• **Aufgabe A**: Gib in den Datensätzen alles von der Zeile mit „Practice step: locate the lamp“ bis hinunter zur Zeile mit „point(152, 163)“ erneut wieder und ersetze dabei „Practice step“ durch „Exercise step“. Alles Übrige bleibt unverändert.

• **Textauszug**:
===
6. Welches Buch hat dich in diesem Jahr (2014) am meisten bewegt?

Das, an dem ich gerade schreibe.

7. Print oder ebook oder beides?

Print (immer).

8. Schreibst du Gedichte?

Nicht mehr.

9. Welcher lebende deutschsprachige Erzähler stößt dich am meisten ab?

Günter Grass.

10. Welches Problem in der Welt würdest du als erstes gelöst haben wollen?

Es gibt eine Reihe von Erscheinungen, die zwar über alle Maßen unerfreulich sind, aber nie wirklich verschwinden können. Kriege z.B., religiöser Eifer, Kriminalität, politische Borniertheit, Rassismus, Judenhaß, Sexualverbrechen. Wenn ich die Wahl hätte, würde ich ein Problem lösen, das sich lösen läßt: die Armut. Technisch, vom Stand der Produktivkräfte, ist es allemal möglich, und was ein bissl Vergesellschaftung in puncto Verteilung von Reichtum so alles bewirken kann, wenn man es nicht zu dumm anstellt, läßt sich leicht denken. Die Beseitigung der Armut hätte zudem Auswirkungen auf andere, auch einige der gerade erwähnten Probleme. Auch sie wird unlösbare Probleme nicht lösen, aber aller Erfahrung nach wirkt sich ein allgemeiner Wohlstand angenehm lindernd auf die Verkehrsformen einer Gesellschaft aus. Das kann man in den Regionen der Welt beobachten, wo der Wohlstand bereits nahezu allgemein ist. Also im Vatikan und auf Long Island.
===
• **Aufgabe B**: In welchen Regionen der Welt ist der Wohlstand laut Textauszug bereits nahezu allgemein?
===
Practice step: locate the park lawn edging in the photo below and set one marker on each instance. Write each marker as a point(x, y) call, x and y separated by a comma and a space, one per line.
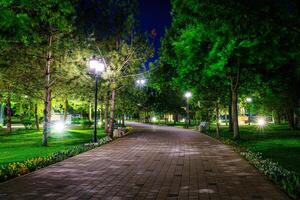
point(289, 181)
point(17, 169)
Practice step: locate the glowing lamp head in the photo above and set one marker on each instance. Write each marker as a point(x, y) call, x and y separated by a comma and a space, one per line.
point(261, 122)
point(141, 81)
point(59, 127)
point(249, 100)
point(188, 95)
point(96, 65)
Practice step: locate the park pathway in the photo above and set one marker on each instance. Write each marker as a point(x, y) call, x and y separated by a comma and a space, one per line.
point(154, 162)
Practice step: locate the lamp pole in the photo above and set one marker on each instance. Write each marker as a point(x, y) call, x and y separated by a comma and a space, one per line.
point(95, 111)
point(249, 100)
point(98, 66)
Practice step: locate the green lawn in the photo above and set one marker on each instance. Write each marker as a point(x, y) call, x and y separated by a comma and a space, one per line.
point(23, 144)
point(276, 142)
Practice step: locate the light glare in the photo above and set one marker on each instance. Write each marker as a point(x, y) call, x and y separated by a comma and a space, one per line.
point(59, 127)
point(96, 65)
point(188, 95)
point(261, 122)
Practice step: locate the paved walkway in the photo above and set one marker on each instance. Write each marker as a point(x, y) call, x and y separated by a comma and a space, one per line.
point(152, 163)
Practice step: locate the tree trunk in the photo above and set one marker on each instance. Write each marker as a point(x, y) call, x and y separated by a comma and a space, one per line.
point(112, 112)
point(217, 119)
point(37, 122)
point(47, 102)
point(90, 112)
point(65, 110)
point(235, 123)
point(123, 120)
point(101, 118)
point(106, 113)
point(230, 112)
point(8, 114)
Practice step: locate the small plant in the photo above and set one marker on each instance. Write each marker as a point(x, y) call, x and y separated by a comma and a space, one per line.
point(86, 123)
point(16, 169)
point(288, 180)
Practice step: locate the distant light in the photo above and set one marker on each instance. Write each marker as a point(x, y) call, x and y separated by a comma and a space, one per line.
point(96, 65)
point(261, 122)
point(249, 99)
point(59, 127)
point(188, 95)
point(141, 82)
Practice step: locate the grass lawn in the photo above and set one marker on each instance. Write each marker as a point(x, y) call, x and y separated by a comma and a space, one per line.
point(24, 144)
point(277, 142)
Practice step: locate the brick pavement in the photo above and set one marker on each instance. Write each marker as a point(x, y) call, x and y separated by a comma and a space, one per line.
point(153, 162)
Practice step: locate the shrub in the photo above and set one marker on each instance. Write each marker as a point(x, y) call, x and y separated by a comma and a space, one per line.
point(288, 180)
point(27, 123)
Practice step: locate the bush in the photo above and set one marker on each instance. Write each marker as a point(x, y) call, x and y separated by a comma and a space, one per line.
point(27, 123)
point(86, 123)
point(288, 180)
point(16, 169)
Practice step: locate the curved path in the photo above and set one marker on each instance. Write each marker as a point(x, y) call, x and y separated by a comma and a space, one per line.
point(154, 162)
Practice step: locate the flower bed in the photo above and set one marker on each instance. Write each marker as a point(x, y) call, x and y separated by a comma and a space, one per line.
point(16, 169)
point(289, 181)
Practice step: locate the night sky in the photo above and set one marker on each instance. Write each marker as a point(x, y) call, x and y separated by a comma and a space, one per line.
point(154, 14)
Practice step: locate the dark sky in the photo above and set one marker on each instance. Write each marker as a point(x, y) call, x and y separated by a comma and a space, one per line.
point(154, 14)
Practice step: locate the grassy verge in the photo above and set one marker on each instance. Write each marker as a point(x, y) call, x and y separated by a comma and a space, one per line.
===
• **Lösung A**:
Exercise step: locate the lamp pole in the photo above and set one marker on each instance. Write each marker as a point(x, y) call, x and y separated by a comma and a space, one per line.
point(95, 111)
point(249, 100)
point(98, 66)
Exercise step: locate the green lawn in the photo above and set one marker on each instance. Write each marker as a point(x, y) call, x and y separated by a comma and a space, one per line.
point(23, 144)
point(276, 142)
Exercise step: locate the light glare in the photo above and set one marker on each instance. Write each marker as a point(x, y) call, x and y separated by a comma and a space, one per line.
point(59, 127)
point(96, 65)
point(188, 95)
point(261, 122)
Exercise step: locate the paved walkway in the photo above and set one marker on each instance. Write each marker as a point(x, y) call, x and y separated by a comma and a space, one per line.
point(152, 163)

• **Lösung B**: Im Vatikan und auf Long Island.